Work to be completed:
Write the records out once more, exactly as they are given.

Record extracts:
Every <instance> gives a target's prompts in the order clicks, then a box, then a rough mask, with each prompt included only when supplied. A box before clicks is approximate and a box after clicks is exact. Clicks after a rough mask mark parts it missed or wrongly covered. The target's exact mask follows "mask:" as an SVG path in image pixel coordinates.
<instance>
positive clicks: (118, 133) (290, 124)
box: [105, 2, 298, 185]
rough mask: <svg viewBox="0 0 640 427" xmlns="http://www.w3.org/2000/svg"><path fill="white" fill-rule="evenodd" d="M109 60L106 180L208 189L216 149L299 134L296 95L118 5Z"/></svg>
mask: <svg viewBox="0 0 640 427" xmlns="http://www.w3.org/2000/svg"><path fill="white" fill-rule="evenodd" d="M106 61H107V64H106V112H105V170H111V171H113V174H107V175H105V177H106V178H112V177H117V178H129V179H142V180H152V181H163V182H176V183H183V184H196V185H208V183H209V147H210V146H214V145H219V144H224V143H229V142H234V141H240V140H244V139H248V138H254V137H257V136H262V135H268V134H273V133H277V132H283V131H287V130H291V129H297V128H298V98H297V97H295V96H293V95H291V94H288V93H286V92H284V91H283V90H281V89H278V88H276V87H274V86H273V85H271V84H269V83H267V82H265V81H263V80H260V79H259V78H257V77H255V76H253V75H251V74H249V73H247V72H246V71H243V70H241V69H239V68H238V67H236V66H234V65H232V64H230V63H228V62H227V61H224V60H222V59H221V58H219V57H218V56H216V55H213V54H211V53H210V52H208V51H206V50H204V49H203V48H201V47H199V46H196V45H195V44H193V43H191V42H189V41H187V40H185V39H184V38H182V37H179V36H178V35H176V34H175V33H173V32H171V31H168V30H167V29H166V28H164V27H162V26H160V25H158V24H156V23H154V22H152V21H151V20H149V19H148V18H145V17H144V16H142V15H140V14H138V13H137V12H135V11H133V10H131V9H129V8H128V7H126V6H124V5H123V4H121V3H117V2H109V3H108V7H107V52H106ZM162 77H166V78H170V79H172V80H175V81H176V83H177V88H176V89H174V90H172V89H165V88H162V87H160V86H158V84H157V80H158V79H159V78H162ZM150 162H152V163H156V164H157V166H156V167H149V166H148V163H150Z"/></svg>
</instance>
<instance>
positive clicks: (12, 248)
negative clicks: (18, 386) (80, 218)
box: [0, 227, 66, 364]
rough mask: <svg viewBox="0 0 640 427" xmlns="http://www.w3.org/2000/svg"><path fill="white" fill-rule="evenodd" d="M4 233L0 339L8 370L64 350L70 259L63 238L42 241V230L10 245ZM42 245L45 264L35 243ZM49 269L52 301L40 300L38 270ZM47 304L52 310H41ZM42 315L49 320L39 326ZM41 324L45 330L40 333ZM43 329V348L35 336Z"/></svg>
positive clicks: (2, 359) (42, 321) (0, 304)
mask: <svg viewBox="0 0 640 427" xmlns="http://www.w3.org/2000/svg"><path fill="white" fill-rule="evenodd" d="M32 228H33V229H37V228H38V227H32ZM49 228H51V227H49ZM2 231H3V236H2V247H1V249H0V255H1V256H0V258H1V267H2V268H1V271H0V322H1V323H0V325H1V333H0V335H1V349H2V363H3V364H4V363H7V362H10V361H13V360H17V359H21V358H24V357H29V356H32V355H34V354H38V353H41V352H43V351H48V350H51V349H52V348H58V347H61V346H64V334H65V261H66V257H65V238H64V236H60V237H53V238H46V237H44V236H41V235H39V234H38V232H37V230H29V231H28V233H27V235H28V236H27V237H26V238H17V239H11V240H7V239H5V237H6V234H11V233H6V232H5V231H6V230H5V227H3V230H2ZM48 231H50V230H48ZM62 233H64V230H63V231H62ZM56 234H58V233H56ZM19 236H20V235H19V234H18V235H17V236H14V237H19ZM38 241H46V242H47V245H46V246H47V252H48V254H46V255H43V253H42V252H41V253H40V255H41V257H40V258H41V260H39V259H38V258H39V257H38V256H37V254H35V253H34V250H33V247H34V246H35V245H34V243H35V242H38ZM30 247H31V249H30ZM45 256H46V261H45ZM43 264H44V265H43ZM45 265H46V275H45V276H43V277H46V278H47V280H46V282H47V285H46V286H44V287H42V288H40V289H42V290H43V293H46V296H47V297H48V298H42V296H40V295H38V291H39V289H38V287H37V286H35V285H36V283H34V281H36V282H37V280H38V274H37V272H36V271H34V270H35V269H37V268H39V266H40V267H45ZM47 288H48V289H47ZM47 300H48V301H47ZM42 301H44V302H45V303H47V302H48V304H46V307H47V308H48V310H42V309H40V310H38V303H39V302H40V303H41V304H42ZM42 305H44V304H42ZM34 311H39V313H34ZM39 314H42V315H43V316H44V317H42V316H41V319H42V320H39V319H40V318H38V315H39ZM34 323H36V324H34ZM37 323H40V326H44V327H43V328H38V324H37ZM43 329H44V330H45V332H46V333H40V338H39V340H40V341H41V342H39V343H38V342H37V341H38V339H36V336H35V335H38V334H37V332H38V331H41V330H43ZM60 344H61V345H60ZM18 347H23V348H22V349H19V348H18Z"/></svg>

Solution to this problem:
Every <instance> gives a target's prompts in the order clicks, then a box, then a rough mask, with each prompt included only when supplied. A box before clicks is approximate and a box after clicks is exact. Clicks after a rough mask mark parts it missed or wrongly covered. The target's exact mask follows "mask:" as an SVG path in image pixel coordinates.
<instance>
positive clicks: (118, 133) (290, 124)
box: [105, 2, 298, 185]
rough mask: <svg viewBox="0 0 640 427" xmlns="http://www.w3.org/2000/svg"><path fill="white" fill-rule="evenodd" d="M109 60L106 180L208 189L216 149L299 134L296 95L118 5Z"/></svg>
mask: <svg viewBox="0 0 640 427" xmlns="http://www.w3.org/2000/svg"><path fill="white" fill-rule="evenodd" d="M106 61H107V64H106V112H105V170H111V171H113V174H107V175H105V177H106V178H112V177H117V178H129V179H142V180H152V181H163V182H176V183H183V184H196V185H208V183H209V147H210V146H214V145H219V144H224V143H229V142H234V141H240V140H244V139H248V138H254V137H257V136H262V135H268V134H273V133H277V132H283V131H287V130H291V129H297V128H298V98H297V97H295V96H293V95H291V94H288V93H286V92H284V91H283V90H281V89H278V88H276V87H274V86H273V85H271V84H269V83H267V82H265V81H263V80H260V79H259V78H257V77H255V76H253V75H251V74H249V73H247V72H246V71H243V70H241V69H239V68H238V67H236V66H234V65H232V64H230V63H228V62H227V61H224V60H222V59H221V58H219V57H218V56H216V55H213V54H211V53H210V52H208V51H206V50H204V49H203V48H201V47H199V46H196V45H195V44H193V43H191V42H189V41H187V40H185V39H184V38H182V37H179V36H178V35H176V34H175V33H173V32H171V31H168V30H167V29H166V28H164V27H162V26H160V25H158V24H156V23H154V22H152V21H151V20H149V19H148V18H145V17H144V16H142V15H140V14H138V13H137V12H135V11H133V10H131V9H129V8H128V7H126V6H124V5H123V4H121V3H117V2H109V3H108V7H107V52H106ZM162 77H166V78H170V79H172V80H175V81H176V83H177V88H176V89H174V90H172V89H165V88H162V87H160V86H158V84H157V80H158V79H159V78H162ZM150 162H152V163H156V164H157V166H156V167H149V166H148V163H150Z"/></svg>
</instance>
<instance>
positive clicks: (12, 248)
negative clicks: (18, 386) (80, 218)
box: [0, 227, 66, 364]
rough mask: <svg viewBox="0 0 640 427" xmlns="http://www.w3.org/2000/svg"><path fill="white" fill-rule="evenodd" d="M4 233L0 339L8 370L64 350L70 259L63 238L42 241V230L10 245ZM42 245L45 264L35 243ZM49 269L52 301L40 300L38 270ZM47 304L52 310H41ZM42 315L49 320L39 326ZM41 324L45 330L40 333ZM43 329V348L35 336Z"/></svg>
positive clicks: (2, 359) (42, 321) (0, 304)
mask: <svg viewBox="0 0 640 427" xmlns="http://www.w3.org/2000/svg"><path fill="white" fill-rule="evenodd" d="M32 228H33V229H37V228H38V227H32ZM49 228H51V227H49ZM2 231H3V236H2V247H1V249H0V255H1V256H0V258H1V267H2V268H1V271H0V322H1V323H0V325H1V333H0V335H1V349H2V363H3V364H4V363H7V362H10V361H13V360H17V359H21V358H24V357H29V356H32V355H34V354H38V353H41V352H43V351H48V350H51V349H52V348H58V347H61V346H64V334H65V261H66V257H65V238H64V236H60V237H53V238H46V237H44V236H41V235H39V234H38V232H37V230H29V231H28V233H27V235H28V236H27V237H26V238H17V239H11V240H7V239H5V237H6V234H11V233H6V232H5V231H6V230H5V227H3V230H2ZM48 231H50V230H48ZM62 233H64V230H63V231H62ZM56 234H58V233H56ZM19 236H20V235H19V234H18V235H17V236H14V237H19ZM38 241H46V242H47V245H46V246H47V252H48V254H46V255H43V253H42V252H41V253H40V255H41V257H40V258H41V260H39V259H38V258H39V257H38V256H37V254H35V253H34V250H33V247H34V246H35V245H34V243H35V242H38ZM30 247H31V249H30ZM45 256H46V261H45ZM43 264H44V265H43ZM45 265H46V275H45V276H43V277H46V278H47V280H46V282H47V285H46V286H44V287H42V288H40V289H42V290H43V293H46V296H47V297H48V298H42V296H40V295H38V291H39V289H38V287H37V286H35V285H36V283H34V281H36V282H37V280H38V274H37V272H36V271H34V270H35V269H37V268H39V266H40V267H45ZM47 288H48V289H47ZM47 300H48V301H47ZM42 301H44V302H45V303H47V302H48V304H46V307H47V308H48V310H42V309H40V310H38V303H39V302H40V303H41V304H42ZM42 305H44V304H42ZM34 311H39V313H34ZM39 314H42V315H43V316H44V317H42V316H41V319H42V320H39V319H40V318H38V315H39ZM34 323H36V324H34ZM37 323H40V326H44V327H43V328H38V324H37ZM43 329H44V330H45V332H46V333H40V338H39V340H40V341H41V342H39V343H38V342H37V341H38V339H36V336H35V335H38V334H37V332H38V331H41V330H43ZM60 344H61V345H60ZM18 347H23V348H22V349H19V348H18Z"/></svg>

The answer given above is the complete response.